BRIEF 1:
In the SETI funding article, how much money does the 1991 United States budget set aside for NASA's search for extraterrestrial intelligence?
BRIEF 2:
Continue the SETI funding article from its last sentence.

Low-Cost SETI Program Promises Awesome Discoveries

SPACE aliens take heart. Buried in the 1991 United States budget is $12.1 million for the National Aeronautics and Space Administration's search for extraterrestrial intelligence (SETI). It had looked as though the project would fold when a sparsely attended meeting of the House of Representatives cut the funds last June. Several members had ridiculed what one of them called a quest ``for little green men with misshapen heads.''

But, thanks to more sensible deliberations in the Senate and, later, in the House - plus vigorous lobbying by SETI proponents - the NASA budget bill sent to the President had full SETI funding.

Thus NASA's low-cost but scientifically ambitious program continues toward its 1992 debut. It plans to listen for signs of alien activity across a wide range of the microwave spectrum (1,000 to 10,000 megahertz) and all over the sky. But there undoubtedly are those who still wonder if public money should be spent on such research.

EXTRACTED INFORMATION:
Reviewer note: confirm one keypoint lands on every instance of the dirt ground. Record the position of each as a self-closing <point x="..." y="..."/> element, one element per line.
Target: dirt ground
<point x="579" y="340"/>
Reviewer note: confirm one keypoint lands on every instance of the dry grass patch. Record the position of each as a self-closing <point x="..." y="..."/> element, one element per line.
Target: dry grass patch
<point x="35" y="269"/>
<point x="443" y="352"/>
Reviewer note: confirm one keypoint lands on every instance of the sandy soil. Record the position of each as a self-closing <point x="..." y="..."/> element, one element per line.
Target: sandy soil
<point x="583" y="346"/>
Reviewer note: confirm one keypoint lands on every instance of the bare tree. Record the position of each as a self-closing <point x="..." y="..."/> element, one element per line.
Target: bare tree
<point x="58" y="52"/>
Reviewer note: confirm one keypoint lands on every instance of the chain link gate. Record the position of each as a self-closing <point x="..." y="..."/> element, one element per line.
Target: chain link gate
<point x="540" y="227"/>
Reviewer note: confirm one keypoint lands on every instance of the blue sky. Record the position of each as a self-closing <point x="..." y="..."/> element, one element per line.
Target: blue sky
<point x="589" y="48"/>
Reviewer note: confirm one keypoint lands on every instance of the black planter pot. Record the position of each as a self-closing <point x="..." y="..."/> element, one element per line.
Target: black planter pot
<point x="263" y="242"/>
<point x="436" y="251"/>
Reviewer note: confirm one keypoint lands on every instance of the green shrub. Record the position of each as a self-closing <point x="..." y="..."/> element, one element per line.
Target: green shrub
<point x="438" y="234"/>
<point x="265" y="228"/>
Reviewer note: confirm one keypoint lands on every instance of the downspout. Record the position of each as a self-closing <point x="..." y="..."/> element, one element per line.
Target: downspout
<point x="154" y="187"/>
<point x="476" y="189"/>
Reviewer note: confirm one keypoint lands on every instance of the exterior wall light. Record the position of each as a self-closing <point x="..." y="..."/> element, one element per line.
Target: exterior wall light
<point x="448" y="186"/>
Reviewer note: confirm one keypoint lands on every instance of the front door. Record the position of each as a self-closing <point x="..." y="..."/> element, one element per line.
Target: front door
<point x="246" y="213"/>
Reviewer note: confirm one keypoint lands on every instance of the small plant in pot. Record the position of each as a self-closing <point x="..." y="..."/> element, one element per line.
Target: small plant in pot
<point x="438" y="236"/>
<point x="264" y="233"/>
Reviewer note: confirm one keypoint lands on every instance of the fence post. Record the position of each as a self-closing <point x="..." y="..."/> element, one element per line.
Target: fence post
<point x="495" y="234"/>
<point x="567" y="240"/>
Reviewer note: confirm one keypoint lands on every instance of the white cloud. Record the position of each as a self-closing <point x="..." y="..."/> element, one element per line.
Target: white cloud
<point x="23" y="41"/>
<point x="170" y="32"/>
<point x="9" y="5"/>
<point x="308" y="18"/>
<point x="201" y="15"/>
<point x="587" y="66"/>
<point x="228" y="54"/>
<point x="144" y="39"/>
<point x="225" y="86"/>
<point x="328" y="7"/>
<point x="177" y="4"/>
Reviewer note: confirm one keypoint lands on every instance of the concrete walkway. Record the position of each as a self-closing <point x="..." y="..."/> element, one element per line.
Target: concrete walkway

EXPECTED ANSWER 1:
$12.1 million

EXPECTED ANSWER 2:
Considering other demands on the national budget, is SETI really just a trivial hobby for deluded romantics? It's hard to believe it is, considering its scientific and popular interest. The International Astronomical Union considers SETI an important aspect of modern astronomy. Several other nations have SETI programs under way. As for public interest, the Planetary Society has raised enough private money to maintain the largest SETI program now running.

There are two major reasons for supporting this research.

First, it is an effort to develop important scientific knowledge. People have wondered for millennia if we are alone in the universe. Now, for the first time, the search for an answer can go beyond philosophical speculation and religious dogma. We are gaining the means to pursue the search scientifically. And radio technology is one of the best tools available.

Second, SETI research encourages development of sophisticated means for detecting and analyzing microwave emissions. The new technology can be useful for many purposes. SETI also provides interesting research projects for science and engineering students.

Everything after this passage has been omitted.